======== Provided data
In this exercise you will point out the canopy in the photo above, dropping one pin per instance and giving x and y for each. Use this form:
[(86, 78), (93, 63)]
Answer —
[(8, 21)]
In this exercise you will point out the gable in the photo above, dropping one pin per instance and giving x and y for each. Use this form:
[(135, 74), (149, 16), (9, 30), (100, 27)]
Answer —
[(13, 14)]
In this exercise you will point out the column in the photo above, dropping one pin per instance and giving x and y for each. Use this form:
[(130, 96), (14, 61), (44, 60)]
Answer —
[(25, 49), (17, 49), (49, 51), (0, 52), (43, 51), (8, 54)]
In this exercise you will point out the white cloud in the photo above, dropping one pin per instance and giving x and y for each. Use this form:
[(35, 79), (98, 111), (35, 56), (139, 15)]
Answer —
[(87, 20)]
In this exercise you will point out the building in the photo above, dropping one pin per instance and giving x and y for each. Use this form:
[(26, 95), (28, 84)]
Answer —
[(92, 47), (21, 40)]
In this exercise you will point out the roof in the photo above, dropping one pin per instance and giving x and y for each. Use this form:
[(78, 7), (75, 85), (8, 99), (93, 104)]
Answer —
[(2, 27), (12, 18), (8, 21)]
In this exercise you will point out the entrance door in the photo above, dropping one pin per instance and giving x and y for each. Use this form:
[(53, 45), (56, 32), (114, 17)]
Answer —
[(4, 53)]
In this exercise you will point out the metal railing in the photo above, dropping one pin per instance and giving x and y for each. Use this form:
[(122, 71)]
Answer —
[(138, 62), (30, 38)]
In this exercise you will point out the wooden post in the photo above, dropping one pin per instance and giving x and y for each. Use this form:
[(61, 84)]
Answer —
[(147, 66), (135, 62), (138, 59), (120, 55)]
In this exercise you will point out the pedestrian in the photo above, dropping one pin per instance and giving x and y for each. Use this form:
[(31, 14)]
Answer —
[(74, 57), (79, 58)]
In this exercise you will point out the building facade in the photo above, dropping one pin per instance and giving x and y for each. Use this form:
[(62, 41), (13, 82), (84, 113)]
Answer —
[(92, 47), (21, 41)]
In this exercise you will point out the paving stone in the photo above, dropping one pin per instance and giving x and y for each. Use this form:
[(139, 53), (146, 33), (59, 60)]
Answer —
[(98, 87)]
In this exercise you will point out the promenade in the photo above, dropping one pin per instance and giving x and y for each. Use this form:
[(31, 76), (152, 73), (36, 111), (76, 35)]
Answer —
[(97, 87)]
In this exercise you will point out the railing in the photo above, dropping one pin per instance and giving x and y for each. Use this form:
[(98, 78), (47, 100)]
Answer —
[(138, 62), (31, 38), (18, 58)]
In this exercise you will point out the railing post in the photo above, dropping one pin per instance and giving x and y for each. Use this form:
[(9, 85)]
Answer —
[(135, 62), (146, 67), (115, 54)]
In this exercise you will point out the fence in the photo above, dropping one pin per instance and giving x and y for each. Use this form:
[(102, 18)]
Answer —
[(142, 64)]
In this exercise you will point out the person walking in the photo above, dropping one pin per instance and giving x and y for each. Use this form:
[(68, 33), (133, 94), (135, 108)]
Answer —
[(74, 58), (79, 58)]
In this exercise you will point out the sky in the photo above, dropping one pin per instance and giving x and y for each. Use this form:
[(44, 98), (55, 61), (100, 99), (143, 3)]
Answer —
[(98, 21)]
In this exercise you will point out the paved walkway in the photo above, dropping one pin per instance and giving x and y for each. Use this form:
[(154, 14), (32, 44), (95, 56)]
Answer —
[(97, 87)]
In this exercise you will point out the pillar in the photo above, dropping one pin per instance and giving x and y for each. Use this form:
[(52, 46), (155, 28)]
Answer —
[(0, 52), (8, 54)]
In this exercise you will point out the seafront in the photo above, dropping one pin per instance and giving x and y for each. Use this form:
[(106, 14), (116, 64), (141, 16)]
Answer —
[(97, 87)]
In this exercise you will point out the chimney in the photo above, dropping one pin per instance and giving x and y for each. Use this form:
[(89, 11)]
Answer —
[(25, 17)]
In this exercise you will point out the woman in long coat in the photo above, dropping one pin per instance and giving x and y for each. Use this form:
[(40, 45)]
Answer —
================
**What you should do:** Line by line, copy the data above exactly as it reads.

**Your solution:**
In this exercise you will point out the canopy in the photo above, dropping one pin per instance and giving x and y for each. Use this form:
[(86, 78), (93, 63)]
Answer —
[(8, 21)]
In this exercise you will point out the gable in the photo above, dropping one pin per instance and giving x and y for each. Use this form:
[(135, 74), (149, 16), (9, 30), (100, 27)]
Answer —
[(13, 14)]
In this exercise you will point out the column in the photo above, dropping one pin per instance and giving x and y for each. Use this form:
[(130, 96), (14, 61), (44, 60)]
Answer —
[(25, 49), (17, 49), (49, 51), (0, 52), (43, 51), (8, 54)]
In this exercise you will point out the white cloud in the photo above, dropping one pin per instance and giving x and y for each. Use this form:
[(35, 79), (98, 111), (35, 56), (139, 15)]
Answer —
[(87, 20)]
In this exercise you will point out the building in the photo above, dropping one pin per instance and giving x and y for each. Use this form:
[(26, 95), (28, 84)]
Answer —
[(92, 47), (21, 40)]
In this exercise you will point out the roof in the photo above, dropping one pin per instance and giving x and y for each. Use this form:
[(78, 7), (75, 85), (8, 99), (93, 104)]
Answer —
[(2, 27), (12, 18), (8, 21)]
In this exercise you will point out the entrance door in the photo above, dropping one pin per instance and giving x and y for each. Use this form:
[(53, 45), (56, 32), (114, 17)]
Answer —
[(4, 53)]
In this exercise you will point out the metal railing in the photo above, dropping one pin per instance and giving x and y for each. Use this form:
[(122, 71)]
Answer —
[(138, 62), (30, 38)]
In this exercise you will point out the wooden post in the photo above, dropping one pin per instance and giving x and y for each. Use this form:
[(61, 84)]
Answer —
[(147, 66), (135, 62), (138, 59), (120, 55)]
In this exercise you will point out the pedestrian in the photo above, dropping one pin per instance and giving x and y for each. Use this form:
[(31, 14)]
Answer —
[(74, 57), (79, 58)]
In this exercise you will point out the building facade in the photo above, dropping one pin per instance and giving x and y for each. Use this form:
[(62, 41), (13, 82), (84, 113)]
Answer —
[(92, 47), (21, 41)]
In this exercise you will point out the paving stone in the photo above, dropping one pin per instance and giving x and y for each. Use this form:
[(139, 53), (146, 33), (59, 60)]
Answer —
[(98, 87)]
In this exercise you will point out the promenade in the photo above, dropping one pin per instance and giving x and y for each. Use this form:
[(31, 76), (152, 73), (36, 111), (76, 35)]
Answer —
[(97, 87)]
In this exercise you will point out the railing in the photo above, dropping one pin per instance and giving x and y for each. Use this form:
[(98, 78), (47, 100)]
Answer —
[(138, 62), (31, 38), (18, 58)]
In this exercise you will point out the railing post in the photo above, dropping one pin per instance and giving x and y for each. Use this form:
[(9, 85)]
Answer —
[(135, 62), (146, 67), (115, 54)]
In this exercise you will point out the fence in the photo above, dropping one pin per instance and giving x and y for each. Use this form:
[(102, 18)]
Answer —
[(142, 64)]
In this exercise you will point out the person walking in the photo above, dropping one pin per instance and giving x and y for each. Use this form:
[(68, 33), (133, 94), (135, 108)]
Answer —
[(74, 58), (79, 58)]
In this exercise you will point out the sky in the photo above, dropping one pin per instance and giving x and y for each. Use this form:
[(44, 98), (55, 61), (100, 99), (143, 3)]
Answer —
[(98, 21)]
In this exercise you will point out the paved walkway in the photo above, dropping one pin per instance and giving x and y for each. Use this form:
[(154, 14), (32, 44), (95, 56)]
Answer —
[(97, 87)]
In this exercise you will point out the pillar in the photo above, dropping one pin per instance and giving x and y for each. Use this form:
[(52, 46), (155, 28)]
Answer —
[(0, 52), (8, 54)]
In this exercise you will point out the seafront in the photo above, dropping one pin per instance and giving x and y for each. Use this form:
[(106, 14), (116, 64), (141, 16)]
Answer —
[(97, 87)]
In this exercise you will point out the chimney in the photo above, dropping one pin per instance and giving x and y for each. Use this form:
[(89, 11)]
Answer —
[(25, 17)]
In this exercise you will point out the woman in long coat in the photo above, dropping one pin per instance and giving x and y for each. Use this form:
[(40, 45)]
Answer —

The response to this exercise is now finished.